> **EXERCISE INSTRUCTIONS**: Copy everything from the first line down through the line containing "170 10 L 187", both included, character for character.
[Start of INFORMATION PROVIDED]
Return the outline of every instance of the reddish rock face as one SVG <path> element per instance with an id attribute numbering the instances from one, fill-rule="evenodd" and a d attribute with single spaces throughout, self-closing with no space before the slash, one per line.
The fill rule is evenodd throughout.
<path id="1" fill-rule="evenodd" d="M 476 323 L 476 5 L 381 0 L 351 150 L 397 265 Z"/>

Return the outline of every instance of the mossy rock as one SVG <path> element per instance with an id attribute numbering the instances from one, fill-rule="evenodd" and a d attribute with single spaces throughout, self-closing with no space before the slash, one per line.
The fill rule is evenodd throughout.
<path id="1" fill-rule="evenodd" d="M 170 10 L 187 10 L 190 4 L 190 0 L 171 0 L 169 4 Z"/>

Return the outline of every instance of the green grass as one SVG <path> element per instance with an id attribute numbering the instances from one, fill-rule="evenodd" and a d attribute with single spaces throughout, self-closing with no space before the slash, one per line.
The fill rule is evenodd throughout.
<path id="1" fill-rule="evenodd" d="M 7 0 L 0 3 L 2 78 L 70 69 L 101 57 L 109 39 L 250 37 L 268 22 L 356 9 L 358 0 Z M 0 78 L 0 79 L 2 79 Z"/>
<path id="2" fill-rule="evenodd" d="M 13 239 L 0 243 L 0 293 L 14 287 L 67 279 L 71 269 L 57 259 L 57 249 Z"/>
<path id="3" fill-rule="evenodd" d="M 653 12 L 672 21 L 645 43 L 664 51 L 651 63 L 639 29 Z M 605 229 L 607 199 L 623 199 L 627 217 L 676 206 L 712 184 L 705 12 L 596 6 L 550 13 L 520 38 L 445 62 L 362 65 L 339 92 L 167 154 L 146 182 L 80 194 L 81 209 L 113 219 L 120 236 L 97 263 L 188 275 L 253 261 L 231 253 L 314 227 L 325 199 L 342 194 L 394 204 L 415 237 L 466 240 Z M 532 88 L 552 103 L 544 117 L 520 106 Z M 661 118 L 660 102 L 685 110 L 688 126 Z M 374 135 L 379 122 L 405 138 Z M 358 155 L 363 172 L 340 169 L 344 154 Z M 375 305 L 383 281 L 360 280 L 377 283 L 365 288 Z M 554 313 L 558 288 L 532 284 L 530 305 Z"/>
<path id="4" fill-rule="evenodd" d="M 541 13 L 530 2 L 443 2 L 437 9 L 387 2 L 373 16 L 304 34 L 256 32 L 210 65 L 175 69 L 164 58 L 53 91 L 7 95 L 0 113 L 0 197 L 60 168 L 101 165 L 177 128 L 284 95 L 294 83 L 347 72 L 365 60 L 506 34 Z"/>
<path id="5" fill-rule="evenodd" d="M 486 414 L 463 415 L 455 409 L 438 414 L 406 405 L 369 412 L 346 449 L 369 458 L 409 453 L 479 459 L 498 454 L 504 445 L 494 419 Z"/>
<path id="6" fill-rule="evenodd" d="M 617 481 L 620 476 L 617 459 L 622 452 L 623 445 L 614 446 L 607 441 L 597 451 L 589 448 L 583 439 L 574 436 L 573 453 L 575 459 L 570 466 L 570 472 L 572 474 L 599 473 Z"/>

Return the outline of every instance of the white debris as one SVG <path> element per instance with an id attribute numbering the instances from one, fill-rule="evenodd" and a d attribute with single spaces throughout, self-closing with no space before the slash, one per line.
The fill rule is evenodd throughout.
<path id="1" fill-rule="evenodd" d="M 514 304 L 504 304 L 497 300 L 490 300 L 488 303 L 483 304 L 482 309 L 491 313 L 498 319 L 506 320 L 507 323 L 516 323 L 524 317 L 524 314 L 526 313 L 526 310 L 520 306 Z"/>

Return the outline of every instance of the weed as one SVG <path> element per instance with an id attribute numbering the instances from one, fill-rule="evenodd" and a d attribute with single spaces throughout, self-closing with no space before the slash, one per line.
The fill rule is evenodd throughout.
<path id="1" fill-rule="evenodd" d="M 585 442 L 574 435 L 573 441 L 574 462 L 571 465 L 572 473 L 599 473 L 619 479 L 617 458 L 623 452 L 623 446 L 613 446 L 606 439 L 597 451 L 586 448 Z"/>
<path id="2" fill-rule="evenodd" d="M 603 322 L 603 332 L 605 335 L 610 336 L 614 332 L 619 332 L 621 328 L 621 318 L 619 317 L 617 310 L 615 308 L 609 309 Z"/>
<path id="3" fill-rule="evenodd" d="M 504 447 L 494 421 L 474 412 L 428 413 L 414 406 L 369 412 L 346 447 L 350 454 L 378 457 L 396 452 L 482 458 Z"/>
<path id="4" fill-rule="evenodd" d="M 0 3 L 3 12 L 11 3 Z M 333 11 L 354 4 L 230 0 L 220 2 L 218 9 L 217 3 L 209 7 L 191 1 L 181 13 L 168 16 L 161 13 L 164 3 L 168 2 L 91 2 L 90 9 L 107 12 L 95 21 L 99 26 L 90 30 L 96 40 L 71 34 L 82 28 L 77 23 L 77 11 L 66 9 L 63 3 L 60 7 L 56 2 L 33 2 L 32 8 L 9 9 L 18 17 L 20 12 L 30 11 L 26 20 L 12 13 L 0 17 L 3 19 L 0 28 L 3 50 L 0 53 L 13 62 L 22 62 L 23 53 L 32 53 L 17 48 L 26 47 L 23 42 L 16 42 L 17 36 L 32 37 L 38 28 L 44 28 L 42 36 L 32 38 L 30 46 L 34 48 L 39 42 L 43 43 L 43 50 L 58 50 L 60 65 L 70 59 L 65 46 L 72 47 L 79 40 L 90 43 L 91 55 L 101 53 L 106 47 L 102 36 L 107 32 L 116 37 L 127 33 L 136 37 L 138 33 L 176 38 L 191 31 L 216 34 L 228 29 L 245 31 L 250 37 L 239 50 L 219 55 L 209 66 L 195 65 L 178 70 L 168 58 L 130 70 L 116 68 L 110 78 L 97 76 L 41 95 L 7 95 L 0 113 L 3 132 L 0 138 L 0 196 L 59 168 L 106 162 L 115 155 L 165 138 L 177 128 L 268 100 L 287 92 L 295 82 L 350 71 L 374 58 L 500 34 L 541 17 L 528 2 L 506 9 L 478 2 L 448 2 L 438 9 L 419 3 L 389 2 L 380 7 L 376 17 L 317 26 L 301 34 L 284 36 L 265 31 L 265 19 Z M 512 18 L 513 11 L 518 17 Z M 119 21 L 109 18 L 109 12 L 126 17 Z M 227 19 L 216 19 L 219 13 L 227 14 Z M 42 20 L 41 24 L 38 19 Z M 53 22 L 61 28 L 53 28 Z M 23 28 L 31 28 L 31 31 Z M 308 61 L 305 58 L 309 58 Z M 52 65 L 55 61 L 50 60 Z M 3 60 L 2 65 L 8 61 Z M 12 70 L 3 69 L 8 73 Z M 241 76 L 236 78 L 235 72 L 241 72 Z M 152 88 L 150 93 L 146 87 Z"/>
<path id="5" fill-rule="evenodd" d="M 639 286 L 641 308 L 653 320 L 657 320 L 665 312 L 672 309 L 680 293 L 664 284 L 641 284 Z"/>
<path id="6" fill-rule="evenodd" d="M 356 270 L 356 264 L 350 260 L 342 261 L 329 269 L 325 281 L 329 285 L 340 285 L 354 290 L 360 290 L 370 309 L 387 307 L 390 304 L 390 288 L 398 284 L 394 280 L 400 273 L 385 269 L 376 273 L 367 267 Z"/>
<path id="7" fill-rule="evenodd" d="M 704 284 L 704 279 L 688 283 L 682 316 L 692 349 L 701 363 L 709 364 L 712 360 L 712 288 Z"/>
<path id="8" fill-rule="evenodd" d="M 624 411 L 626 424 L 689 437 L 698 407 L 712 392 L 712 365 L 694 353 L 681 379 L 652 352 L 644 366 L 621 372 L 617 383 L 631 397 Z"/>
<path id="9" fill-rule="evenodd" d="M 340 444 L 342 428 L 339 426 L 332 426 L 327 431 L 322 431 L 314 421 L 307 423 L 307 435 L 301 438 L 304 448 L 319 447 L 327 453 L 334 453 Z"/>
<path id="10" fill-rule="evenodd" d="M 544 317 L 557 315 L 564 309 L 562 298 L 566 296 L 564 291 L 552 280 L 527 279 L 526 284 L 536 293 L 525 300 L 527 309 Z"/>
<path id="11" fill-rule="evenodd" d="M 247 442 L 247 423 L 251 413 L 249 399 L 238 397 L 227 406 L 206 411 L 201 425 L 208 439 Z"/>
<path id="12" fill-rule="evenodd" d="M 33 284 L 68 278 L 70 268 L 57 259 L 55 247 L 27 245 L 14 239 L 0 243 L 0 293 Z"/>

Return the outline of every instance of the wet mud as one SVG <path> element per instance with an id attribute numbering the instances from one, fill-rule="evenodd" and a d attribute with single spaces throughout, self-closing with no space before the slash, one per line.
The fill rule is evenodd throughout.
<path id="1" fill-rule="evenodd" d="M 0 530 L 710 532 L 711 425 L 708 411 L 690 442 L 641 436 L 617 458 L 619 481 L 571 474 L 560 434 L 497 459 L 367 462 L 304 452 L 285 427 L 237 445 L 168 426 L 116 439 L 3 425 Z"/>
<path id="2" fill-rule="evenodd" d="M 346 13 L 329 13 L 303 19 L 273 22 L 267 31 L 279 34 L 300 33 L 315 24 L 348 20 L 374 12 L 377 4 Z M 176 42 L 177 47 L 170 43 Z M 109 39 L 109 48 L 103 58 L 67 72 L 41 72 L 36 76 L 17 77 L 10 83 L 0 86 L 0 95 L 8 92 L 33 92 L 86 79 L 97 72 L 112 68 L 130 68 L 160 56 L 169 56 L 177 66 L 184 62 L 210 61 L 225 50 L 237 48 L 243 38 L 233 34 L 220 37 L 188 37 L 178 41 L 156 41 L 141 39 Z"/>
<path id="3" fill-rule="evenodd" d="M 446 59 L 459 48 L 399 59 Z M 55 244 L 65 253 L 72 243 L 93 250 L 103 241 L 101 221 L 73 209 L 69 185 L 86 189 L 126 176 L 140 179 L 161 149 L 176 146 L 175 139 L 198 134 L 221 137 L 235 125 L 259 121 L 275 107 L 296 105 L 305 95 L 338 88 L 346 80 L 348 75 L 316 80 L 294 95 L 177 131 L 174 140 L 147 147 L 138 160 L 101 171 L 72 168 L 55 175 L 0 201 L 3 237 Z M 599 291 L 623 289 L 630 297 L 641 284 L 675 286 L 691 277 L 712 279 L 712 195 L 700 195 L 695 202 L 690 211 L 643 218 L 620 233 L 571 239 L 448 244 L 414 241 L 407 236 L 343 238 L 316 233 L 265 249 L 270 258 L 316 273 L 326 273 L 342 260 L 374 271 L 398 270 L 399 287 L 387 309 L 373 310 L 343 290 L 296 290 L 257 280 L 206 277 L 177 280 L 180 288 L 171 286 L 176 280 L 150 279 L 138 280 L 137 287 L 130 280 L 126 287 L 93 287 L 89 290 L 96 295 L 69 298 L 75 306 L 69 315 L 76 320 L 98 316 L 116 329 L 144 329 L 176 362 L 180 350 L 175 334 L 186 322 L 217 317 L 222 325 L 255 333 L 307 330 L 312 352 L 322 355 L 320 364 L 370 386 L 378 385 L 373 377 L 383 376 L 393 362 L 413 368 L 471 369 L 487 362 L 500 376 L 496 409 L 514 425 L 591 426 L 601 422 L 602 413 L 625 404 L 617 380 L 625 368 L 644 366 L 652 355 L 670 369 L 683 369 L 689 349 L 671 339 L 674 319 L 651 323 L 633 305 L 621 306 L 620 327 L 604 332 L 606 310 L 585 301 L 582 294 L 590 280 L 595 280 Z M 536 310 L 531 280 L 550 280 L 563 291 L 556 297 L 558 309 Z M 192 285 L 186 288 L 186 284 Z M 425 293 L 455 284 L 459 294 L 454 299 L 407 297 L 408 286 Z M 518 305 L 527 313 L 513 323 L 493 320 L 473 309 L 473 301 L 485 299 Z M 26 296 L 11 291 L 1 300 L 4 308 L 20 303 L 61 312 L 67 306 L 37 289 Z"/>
[End of INFORMATION PROVIDED]
> **IN RESPONSE**:
Return the outline of every instance of the reddish rock face as one SVG <path> element per instance with an id attribute numbering the instances from one, fill-rule="evenodd" and a d attribute with single spaces throughout, self-closing with no space before the slash, one per line.
The fill rule is evenodd throughout.
<path id="1" fill-rule="evenodd" d="M 476 323 L 476 5 L 381 0 L 351 150 L 397 265 Z"/>

Return the outline of every instance of the mossy rock as one SVG <path> element per instance with an id attribute numbering the instances from one, fill-rule="evenodd" and a d attribute with single spaces throughout, self-closing with no space before the slash, one per line.
The fill rule is evenodd throughout.
<path id="1" fill-rule="evenodd" d="M 170 10 L 187 10 L 190 4 L 190 0 L 171 0 L 169 4 Z"/>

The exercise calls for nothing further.